Lay out every line of the items below as a Markdown table with the columns Row and Line, numbering each row and skipping blank lines. Omit the pictures.

== == ==

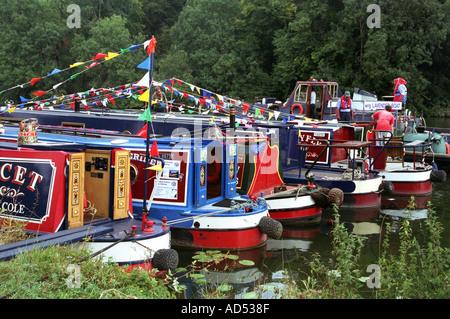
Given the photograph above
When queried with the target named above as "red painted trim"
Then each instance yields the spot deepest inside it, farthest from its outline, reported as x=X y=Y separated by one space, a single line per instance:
x=295 y=214
x=411 y=188
x=362 y=200
x=218 y=238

== == ==

▸ **SOLUTION**:
| Row | Line |
|---|---|
| 1 | Given the photograph above |
| 2 | When queried with the target named above as "red painted trim" |
| 3 | Then each instance yields the spot deepest inside it, farthest from its outline, reported as x=X y=Y separated by one space, a single line per instance: |
| 4 | x=295 y=214 |
| 5 | x=411 y=188 |
| 6 | x=362 y=200 |
| 7 | x=218 y=238 |